How to complete this task -
The result should be an exact copy of the data, free of pictures.

Entries shown -
☆ ☆ ☆ ☆ ☆ ☆ ☆

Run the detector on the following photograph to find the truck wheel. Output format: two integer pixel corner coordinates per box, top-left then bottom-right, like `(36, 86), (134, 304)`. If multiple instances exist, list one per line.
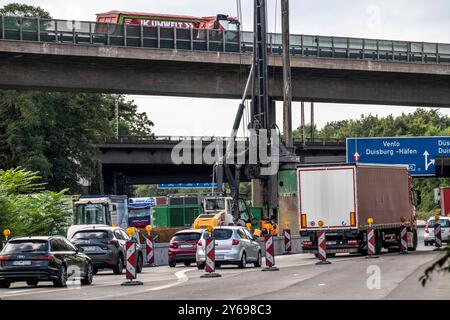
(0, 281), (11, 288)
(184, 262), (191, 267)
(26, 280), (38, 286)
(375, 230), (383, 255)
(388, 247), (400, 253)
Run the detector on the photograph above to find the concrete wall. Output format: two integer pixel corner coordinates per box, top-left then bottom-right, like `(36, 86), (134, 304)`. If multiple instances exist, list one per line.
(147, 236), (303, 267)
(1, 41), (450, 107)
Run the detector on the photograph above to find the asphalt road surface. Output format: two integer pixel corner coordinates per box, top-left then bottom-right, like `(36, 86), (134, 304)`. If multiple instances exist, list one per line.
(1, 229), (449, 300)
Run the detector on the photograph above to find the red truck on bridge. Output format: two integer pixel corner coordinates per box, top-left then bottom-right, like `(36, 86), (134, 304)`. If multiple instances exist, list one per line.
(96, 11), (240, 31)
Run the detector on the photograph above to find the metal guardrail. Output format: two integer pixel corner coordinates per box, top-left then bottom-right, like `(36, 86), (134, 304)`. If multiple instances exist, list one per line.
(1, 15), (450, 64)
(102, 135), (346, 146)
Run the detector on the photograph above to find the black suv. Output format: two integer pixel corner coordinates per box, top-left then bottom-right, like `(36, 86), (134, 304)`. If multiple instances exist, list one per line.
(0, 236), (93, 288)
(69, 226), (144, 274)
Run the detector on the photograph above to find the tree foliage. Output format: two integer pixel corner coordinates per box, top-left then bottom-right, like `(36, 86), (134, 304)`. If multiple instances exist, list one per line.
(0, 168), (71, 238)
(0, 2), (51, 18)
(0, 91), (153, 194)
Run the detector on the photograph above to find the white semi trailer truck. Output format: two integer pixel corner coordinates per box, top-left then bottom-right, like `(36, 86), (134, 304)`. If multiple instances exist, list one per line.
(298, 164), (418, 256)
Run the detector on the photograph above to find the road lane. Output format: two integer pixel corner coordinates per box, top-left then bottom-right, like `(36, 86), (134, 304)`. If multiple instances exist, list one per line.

☆ ☆ ☆ ☆ ☆ ☆ ☆

Expected answer -
Run the detector on the following photograph to find the truck wheel. Output format: two integer pixel corner coordinates per box, top-left then bottom-right, like `(36, 86), (134, 304)`. If multiple instances exist, list one per line.
(0, 281), (11, 288)
(184, 262), (191, 267)
(26, 280), (38, 286)
(375, 230), (383, 255)
(388, 247), (400, 253)
Run the detector on the photograph above to find the concrete wall. Output format: two integer pixel corner coordinates per box, top-left then bottom-right, like `(36, 86), (134, 304)`. If multiple instances exist, list one per line.
(147, 236), (303, 267)
(1, 41), (450, 107)
Run the detector on the photograph above to find the asphalt road surface. Output format: two integer pixel corner coordinates per box, top-left then bottom-right, like `(36, 86), (134, 304)`. If multiple instances exist, list one per line.
(1, 229), (449, 300)
Run the detector on the photograph above to find the red truck on bridge. Output format: two integer pixel corner coordinates per box, top-left then bottom-right, like `(36, 86), (134, 304)`. If multiple instances exist, list one per line.
(96, 11), (240, 31)
Run the detector on the photograph above to find the metal guardrail. Output format: two integer pixel corner coordinates per box, top-left then bottom-right, like `(36, 86), (134, 304)`. If multiple instances exist, list one per line.
(1, 15), (450, 64)
(102, 135), (346, 146)
Run the detector on the photograph above to find the black suv. Output format: two integer pixel corner coordinates per box, top-left then bottom-right, like `(36, 86), (134, 304)`. If multiple instances exist, list one per line.
(0, 236), (93, 288)
(69, 226), (144, 274)
Run the detector on the photograph above to find the tree foliage. Output format: two integer pixel corner coordinates per box, top-left then bottom-right, like `(36, 86), (134, 304)`. If multiple instances exist, list one per line.
(0, 168), (71, 238)
(0, 2), (51, 18)
(0, 91), (153, 194)
Run the detector on the photograph above to find the white semi trailer truck. Output format: two integer pixel corner coordinates per box, top-left then bottom-right, like `(36, 86), (134, 304)`. If multiple instances exist, list one per line.
(298, 164), (418, 256)
Run the detector on the photograph above to find the road lane. Output format: two integer pixel corner coordinates per box, top-left then bottom-right, like `(36, 86), (134, 304)`. If multiple instances exist, list one per line.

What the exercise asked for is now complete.